Source material>

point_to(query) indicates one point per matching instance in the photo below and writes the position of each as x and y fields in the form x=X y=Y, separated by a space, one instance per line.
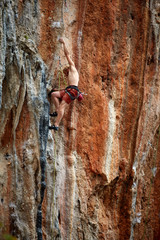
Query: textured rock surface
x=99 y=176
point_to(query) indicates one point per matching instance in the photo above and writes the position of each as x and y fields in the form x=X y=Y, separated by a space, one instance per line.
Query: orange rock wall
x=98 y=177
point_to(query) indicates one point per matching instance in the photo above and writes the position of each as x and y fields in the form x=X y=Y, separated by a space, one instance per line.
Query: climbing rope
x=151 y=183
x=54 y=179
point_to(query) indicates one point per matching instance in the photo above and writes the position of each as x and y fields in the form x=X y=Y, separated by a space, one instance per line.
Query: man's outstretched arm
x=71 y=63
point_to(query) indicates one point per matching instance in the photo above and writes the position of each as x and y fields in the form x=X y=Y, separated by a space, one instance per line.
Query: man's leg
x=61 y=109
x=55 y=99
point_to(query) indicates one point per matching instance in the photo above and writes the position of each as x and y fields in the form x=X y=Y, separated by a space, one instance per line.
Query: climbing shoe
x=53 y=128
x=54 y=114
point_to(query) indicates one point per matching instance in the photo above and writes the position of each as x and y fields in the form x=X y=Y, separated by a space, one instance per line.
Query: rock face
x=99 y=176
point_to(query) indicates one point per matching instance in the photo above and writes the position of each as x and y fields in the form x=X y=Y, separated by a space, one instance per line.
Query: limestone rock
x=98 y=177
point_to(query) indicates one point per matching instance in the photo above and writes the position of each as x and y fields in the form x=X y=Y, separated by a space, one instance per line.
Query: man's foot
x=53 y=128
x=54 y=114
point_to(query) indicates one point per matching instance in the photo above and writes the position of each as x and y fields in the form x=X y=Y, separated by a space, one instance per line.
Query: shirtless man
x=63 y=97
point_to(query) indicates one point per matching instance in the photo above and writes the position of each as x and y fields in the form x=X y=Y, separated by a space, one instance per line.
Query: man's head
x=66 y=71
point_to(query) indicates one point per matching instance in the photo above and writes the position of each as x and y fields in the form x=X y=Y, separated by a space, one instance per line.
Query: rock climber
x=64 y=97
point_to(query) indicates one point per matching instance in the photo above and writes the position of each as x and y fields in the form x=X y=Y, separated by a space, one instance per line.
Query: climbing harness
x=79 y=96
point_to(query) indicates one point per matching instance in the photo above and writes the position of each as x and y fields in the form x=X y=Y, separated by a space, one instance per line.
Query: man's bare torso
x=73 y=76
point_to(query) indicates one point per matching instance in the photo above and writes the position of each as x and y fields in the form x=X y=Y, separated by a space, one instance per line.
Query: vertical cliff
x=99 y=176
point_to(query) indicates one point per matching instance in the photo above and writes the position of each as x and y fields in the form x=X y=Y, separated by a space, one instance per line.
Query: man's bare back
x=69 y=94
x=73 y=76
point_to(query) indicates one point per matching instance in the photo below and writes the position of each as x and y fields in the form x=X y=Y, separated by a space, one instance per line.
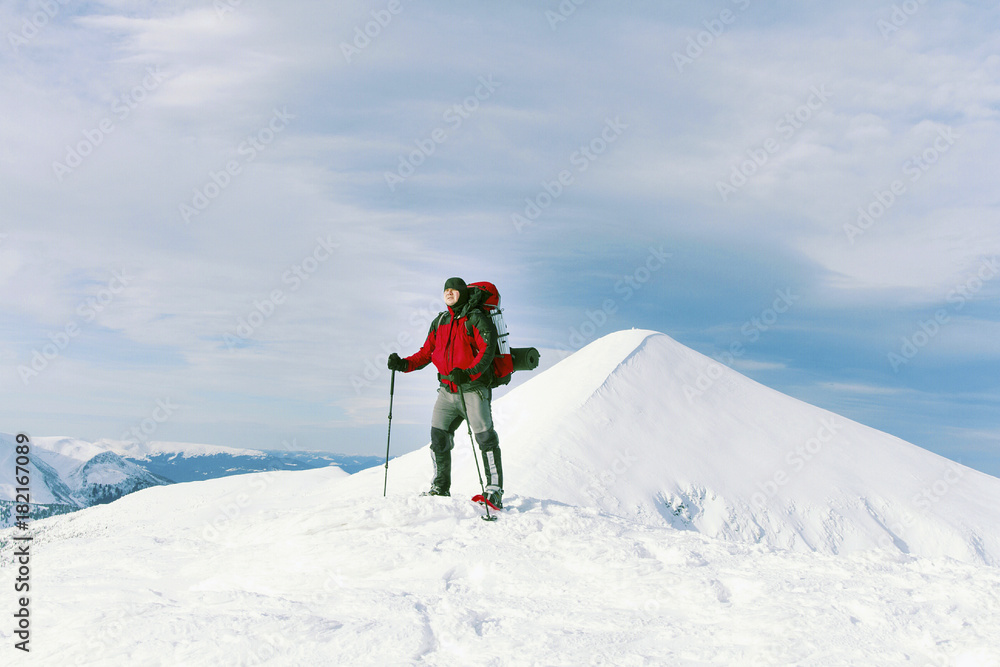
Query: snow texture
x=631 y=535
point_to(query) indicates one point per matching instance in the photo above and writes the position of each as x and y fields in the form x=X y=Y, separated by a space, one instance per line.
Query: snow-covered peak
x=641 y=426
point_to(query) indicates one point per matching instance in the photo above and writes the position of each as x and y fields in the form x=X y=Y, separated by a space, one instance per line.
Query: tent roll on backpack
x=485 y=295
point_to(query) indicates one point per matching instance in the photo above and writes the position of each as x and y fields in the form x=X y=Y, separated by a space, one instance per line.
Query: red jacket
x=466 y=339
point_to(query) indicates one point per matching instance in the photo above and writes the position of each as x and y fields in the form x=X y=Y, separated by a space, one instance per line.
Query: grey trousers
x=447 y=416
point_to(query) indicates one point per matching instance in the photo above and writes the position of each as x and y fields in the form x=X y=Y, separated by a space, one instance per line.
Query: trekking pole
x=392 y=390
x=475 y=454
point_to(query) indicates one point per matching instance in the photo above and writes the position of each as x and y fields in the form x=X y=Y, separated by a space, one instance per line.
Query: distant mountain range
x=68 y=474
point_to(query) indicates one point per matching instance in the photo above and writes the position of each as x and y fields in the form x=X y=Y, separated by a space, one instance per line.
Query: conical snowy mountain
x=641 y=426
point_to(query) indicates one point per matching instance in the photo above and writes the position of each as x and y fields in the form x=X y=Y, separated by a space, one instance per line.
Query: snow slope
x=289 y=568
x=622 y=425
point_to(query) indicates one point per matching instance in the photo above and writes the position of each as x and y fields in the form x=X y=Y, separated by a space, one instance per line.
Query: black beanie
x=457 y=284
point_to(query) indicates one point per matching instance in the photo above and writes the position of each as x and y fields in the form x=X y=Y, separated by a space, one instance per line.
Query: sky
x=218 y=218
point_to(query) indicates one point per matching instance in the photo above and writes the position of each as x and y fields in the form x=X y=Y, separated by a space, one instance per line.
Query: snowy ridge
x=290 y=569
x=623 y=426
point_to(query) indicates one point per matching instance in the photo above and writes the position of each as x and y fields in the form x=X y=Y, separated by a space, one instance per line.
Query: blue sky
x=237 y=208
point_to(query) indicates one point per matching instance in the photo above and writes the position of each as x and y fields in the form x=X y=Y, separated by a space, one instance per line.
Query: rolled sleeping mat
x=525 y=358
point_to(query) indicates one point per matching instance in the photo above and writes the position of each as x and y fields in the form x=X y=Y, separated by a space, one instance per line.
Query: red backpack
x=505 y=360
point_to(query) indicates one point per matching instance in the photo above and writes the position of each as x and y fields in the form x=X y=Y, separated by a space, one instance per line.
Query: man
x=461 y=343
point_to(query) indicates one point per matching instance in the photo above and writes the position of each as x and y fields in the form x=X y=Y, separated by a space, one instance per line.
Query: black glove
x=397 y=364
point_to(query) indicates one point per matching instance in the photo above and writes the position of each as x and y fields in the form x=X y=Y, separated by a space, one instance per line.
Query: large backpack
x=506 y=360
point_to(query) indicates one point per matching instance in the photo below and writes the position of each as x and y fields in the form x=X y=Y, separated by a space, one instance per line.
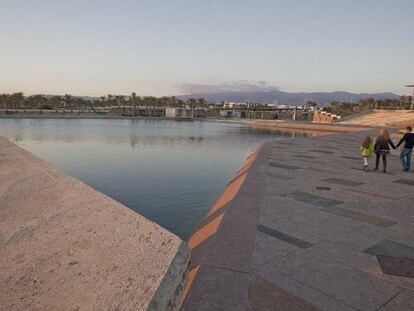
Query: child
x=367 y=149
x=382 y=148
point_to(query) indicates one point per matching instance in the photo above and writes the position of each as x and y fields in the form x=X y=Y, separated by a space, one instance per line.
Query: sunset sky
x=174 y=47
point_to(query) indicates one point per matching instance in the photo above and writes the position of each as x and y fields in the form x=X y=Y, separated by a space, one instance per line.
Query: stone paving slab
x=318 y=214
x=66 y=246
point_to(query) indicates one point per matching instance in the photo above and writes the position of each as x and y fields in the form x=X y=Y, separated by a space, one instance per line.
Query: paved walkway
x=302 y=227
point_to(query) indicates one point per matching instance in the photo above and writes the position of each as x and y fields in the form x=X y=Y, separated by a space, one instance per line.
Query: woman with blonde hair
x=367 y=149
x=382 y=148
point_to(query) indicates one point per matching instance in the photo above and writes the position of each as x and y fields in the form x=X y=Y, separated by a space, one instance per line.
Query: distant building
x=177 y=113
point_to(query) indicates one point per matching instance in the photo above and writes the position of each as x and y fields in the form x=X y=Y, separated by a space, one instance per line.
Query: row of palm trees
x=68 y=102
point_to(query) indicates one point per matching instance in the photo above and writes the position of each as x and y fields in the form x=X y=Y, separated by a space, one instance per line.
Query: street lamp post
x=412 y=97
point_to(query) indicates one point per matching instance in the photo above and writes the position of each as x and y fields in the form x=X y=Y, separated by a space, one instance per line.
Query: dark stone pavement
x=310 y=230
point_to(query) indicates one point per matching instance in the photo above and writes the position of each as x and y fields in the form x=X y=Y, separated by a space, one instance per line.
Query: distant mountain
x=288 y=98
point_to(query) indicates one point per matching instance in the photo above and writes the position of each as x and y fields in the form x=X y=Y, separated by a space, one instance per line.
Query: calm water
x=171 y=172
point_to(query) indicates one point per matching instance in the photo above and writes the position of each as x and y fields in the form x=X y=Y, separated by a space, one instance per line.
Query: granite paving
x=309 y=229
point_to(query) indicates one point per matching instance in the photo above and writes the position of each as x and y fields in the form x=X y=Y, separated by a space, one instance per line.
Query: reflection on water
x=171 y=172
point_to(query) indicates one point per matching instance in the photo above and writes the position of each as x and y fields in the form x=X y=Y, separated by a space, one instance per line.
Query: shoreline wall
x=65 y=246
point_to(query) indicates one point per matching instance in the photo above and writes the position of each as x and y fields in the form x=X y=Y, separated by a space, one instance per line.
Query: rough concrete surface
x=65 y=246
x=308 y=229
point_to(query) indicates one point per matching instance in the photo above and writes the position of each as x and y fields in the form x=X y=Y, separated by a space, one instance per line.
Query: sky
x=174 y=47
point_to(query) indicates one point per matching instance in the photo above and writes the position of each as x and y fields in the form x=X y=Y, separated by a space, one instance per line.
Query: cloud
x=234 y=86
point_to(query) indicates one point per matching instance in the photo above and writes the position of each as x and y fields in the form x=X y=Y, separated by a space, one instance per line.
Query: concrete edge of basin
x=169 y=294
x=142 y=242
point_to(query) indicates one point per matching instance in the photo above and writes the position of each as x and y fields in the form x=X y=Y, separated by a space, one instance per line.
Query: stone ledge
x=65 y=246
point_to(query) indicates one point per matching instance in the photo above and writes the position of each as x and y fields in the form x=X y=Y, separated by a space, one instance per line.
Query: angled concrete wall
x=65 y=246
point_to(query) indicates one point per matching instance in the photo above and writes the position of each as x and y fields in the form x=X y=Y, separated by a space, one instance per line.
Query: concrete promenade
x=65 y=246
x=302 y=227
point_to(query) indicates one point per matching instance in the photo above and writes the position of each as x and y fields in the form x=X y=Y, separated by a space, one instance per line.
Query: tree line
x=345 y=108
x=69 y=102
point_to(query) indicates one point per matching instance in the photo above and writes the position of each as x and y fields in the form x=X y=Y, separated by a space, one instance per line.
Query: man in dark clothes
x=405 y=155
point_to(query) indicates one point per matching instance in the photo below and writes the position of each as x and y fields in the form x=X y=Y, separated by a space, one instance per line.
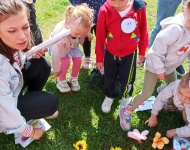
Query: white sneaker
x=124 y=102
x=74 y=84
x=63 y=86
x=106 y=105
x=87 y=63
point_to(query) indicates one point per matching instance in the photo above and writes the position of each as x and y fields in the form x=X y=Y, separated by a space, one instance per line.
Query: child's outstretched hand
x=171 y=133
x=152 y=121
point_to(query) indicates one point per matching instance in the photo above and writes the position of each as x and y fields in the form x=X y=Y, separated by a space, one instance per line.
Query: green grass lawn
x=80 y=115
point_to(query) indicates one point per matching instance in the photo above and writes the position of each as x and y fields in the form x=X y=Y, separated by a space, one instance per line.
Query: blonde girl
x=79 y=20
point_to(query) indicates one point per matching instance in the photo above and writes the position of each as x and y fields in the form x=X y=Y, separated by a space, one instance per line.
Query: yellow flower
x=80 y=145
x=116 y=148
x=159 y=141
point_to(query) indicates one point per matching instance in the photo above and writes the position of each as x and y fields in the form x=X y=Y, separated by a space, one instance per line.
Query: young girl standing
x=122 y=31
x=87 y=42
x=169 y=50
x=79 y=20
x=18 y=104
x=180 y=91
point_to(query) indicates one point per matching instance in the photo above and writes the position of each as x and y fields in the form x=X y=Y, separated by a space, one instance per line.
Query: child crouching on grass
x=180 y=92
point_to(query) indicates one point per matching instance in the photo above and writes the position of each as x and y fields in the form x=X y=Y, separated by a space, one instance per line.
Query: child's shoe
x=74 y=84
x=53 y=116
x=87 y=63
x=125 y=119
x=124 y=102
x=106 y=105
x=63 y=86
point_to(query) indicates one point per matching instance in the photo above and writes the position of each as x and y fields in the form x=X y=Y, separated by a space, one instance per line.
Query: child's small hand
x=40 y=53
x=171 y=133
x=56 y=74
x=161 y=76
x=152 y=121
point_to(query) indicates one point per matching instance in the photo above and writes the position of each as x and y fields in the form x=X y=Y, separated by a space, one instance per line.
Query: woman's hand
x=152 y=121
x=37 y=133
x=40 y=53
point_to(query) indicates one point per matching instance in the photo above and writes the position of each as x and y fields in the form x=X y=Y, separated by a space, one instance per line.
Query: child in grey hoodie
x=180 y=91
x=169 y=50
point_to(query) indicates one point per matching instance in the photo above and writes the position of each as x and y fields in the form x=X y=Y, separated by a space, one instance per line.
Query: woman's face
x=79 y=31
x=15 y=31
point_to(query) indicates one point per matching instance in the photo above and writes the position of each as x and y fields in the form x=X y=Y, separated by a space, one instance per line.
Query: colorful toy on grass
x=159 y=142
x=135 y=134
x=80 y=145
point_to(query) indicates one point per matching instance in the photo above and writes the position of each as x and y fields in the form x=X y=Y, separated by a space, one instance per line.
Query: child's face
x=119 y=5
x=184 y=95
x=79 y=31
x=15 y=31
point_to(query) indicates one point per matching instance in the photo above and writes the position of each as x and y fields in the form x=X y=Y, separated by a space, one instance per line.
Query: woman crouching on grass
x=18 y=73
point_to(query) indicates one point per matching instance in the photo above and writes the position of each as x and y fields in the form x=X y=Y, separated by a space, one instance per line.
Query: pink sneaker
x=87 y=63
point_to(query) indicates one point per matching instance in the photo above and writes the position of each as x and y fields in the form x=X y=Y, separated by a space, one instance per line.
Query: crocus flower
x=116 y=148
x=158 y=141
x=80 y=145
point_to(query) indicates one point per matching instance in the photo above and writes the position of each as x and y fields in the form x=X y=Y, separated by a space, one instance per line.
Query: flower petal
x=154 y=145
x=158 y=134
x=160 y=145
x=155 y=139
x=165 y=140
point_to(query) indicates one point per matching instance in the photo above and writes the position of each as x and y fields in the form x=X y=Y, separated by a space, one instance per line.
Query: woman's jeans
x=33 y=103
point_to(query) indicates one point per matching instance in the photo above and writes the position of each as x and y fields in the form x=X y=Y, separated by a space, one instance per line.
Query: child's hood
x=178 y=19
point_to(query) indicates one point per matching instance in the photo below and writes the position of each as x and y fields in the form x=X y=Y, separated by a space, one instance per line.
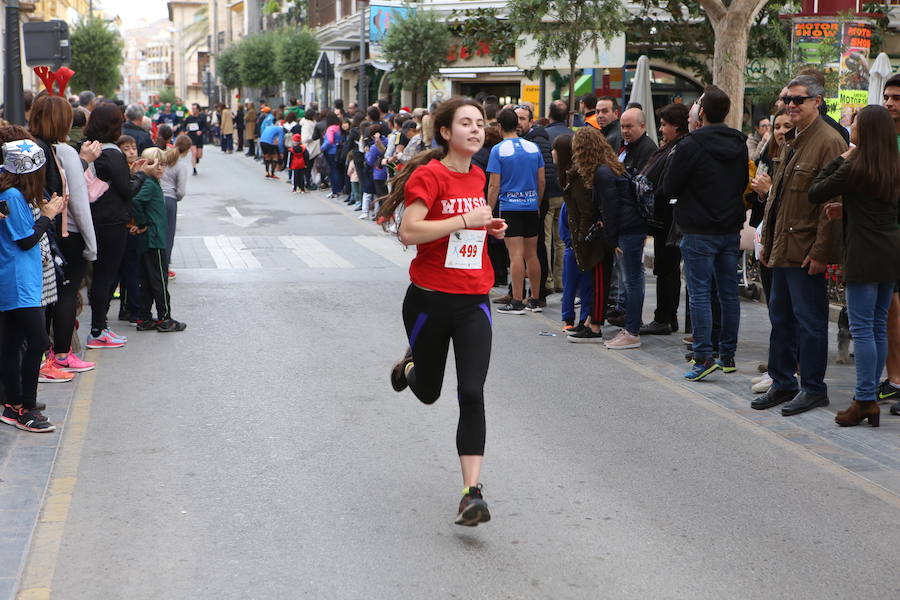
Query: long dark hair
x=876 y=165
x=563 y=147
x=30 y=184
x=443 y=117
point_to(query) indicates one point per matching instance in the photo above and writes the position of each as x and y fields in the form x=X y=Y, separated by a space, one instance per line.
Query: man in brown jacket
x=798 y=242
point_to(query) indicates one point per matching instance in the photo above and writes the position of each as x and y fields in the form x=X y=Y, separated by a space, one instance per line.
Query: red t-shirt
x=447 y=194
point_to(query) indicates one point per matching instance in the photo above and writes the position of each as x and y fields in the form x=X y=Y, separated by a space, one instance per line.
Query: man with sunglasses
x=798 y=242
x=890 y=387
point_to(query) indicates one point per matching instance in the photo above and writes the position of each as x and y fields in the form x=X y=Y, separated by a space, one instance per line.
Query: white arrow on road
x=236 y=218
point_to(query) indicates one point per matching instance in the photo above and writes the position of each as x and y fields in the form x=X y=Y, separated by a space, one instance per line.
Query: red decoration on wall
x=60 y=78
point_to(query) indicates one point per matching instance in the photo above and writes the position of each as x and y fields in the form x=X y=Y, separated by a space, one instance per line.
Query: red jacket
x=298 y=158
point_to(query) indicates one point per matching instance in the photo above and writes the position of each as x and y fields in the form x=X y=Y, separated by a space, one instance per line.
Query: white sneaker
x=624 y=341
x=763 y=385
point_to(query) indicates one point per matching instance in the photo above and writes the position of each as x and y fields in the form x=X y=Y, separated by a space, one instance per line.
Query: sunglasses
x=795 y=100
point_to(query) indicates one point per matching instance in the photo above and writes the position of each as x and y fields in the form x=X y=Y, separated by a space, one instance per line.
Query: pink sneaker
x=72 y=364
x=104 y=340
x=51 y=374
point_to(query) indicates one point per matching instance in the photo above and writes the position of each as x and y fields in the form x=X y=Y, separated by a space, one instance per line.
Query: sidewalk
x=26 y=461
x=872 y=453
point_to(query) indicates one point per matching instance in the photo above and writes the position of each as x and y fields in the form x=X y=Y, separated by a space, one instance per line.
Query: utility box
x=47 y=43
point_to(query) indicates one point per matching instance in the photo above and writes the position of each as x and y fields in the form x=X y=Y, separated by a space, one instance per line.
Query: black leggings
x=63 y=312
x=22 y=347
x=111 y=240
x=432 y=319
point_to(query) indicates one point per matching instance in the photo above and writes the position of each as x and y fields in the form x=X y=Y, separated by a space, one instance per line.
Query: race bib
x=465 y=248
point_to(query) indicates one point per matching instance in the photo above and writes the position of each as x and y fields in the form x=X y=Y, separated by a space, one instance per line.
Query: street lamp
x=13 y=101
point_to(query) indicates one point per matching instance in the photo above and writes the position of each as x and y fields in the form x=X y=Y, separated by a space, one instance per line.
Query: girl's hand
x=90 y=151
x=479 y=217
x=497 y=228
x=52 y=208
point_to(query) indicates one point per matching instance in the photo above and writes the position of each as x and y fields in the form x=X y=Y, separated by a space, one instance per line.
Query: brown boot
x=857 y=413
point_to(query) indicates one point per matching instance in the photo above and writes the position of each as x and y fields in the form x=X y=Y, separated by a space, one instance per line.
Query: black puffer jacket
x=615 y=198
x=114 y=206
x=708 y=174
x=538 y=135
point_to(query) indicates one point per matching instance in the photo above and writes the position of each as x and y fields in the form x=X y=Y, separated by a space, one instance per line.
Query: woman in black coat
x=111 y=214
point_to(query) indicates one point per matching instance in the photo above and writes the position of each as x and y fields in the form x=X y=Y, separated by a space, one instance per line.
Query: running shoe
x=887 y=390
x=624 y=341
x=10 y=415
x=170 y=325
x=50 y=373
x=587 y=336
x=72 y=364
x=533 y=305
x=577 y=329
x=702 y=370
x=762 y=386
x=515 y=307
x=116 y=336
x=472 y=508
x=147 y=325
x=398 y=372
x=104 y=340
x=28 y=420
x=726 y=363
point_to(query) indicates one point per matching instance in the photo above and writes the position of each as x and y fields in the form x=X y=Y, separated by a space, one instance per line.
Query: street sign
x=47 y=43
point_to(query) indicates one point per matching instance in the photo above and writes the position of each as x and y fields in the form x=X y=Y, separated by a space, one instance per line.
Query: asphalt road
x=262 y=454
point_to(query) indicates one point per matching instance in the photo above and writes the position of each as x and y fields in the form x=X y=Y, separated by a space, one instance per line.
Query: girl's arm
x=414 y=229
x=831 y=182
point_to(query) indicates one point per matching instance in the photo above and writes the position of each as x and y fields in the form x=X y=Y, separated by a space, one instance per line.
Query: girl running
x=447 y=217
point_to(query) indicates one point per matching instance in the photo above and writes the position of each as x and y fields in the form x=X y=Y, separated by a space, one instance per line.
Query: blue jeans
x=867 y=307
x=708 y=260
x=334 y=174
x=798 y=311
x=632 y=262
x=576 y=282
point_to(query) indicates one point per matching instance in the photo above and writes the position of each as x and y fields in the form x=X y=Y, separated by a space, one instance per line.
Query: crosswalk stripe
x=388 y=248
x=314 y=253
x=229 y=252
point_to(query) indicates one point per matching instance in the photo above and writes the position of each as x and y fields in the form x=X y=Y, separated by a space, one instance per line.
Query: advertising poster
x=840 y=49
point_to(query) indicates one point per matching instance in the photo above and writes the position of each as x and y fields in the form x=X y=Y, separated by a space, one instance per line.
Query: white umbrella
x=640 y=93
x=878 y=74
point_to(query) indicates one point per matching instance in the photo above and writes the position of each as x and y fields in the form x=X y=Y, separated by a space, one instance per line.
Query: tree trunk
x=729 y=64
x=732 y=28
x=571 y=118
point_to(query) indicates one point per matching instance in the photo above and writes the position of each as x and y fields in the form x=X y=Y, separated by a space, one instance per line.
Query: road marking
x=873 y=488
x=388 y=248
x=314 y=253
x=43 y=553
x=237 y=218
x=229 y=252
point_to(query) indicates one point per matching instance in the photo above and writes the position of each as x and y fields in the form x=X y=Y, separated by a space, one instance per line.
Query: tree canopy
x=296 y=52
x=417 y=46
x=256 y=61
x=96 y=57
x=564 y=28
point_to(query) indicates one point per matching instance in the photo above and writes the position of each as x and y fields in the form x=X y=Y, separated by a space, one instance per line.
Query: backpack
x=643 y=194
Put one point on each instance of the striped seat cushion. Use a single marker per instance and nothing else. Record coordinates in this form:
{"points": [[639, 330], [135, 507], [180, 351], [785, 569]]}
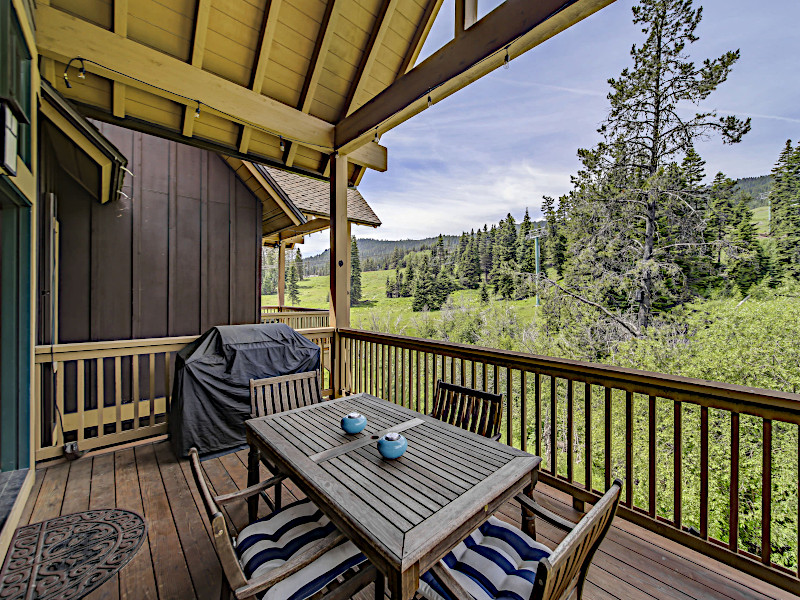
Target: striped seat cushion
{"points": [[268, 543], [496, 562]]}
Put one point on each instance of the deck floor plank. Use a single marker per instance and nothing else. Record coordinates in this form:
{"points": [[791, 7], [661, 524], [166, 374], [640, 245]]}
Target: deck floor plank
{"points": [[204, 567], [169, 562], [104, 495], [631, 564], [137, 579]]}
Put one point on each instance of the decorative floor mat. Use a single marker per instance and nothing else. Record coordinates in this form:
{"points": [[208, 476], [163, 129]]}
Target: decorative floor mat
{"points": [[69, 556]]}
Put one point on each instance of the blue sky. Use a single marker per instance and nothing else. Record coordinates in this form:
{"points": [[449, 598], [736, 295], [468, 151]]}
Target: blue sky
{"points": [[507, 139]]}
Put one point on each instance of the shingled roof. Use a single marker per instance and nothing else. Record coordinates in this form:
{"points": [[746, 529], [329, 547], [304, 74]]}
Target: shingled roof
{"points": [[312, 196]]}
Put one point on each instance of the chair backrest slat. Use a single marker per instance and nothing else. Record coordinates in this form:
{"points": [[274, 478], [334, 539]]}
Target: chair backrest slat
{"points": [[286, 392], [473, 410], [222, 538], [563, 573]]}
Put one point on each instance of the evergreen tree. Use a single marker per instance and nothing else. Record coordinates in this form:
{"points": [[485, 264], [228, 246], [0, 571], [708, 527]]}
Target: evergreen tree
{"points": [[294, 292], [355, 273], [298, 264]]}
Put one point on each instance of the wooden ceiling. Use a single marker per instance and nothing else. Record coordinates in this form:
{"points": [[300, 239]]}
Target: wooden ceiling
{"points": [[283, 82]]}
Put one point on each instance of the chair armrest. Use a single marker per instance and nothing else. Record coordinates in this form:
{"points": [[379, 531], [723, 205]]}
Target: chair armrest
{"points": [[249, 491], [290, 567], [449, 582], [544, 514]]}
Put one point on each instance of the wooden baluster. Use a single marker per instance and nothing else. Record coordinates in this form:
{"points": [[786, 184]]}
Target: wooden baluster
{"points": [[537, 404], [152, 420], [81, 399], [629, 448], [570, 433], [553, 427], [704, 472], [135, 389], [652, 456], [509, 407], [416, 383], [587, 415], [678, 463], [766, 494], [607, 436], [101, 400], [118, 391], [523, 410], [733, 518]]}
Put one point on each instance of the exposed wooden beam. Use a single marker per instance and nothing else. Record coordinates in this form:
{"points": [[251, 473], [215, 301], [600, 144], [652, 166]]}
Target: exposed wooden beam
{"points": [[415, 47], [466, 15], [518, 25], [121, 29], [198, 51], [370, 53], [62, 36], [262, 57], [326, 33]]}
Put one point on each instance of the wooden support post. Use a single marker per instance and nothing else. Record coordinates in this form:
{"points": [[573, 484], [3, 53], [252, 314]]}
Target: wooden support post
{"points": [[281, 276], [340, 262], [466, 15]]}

Work to be completed> Your task is to copy each line of the entries that includes the word "Record".

Reply to the task>
Put one point on each instance of the striped seat cushion. Use a single marker per instance and nothing else. Record coordinates in this form:
Put one point on each instance of the deck floor plank. Use a single marker per instance and nothing else. Record coordinates in this form:
Put one point on each instance of the decorative floor mat. Use a single marker per instance and nothing else. Record coordinates in this form:
Put one point on each instance of the blue sky. Use a single marker per instance and nothing else. Record coordinates in this form:
Put one point on each instance of the shingled roof. Use a single marker per instance and nothing else. Record coordinates in this form:
Put one point on each instance of the chair backrest slat. Use a single marker per instance and nothing else. Record coordinates in this form:
Put one point on each instance of the evergreen tree. Use a single marker per instance and nothing else. Record coordinates in this form:
Put one point on each instance of the wooden ceiling. Use a single marker per instance and nothing else. Record coordinates in this form:
Put one point on each instance of the chair armrest. Use a single marker per instance and nothing else. Record coordinates in this form:
Put one point on each instance of the wooden baluster. Use a single marker per instance and nothing else. Record coordinates in this form:
Put one point on each instance of the exposed wooden beam. Use a single marker per instance and nothing else. Record coordinates in this form:
Put one point on each instance of the wooden support post. Use a single marker per instance and nothing else. Record coordinates in this form:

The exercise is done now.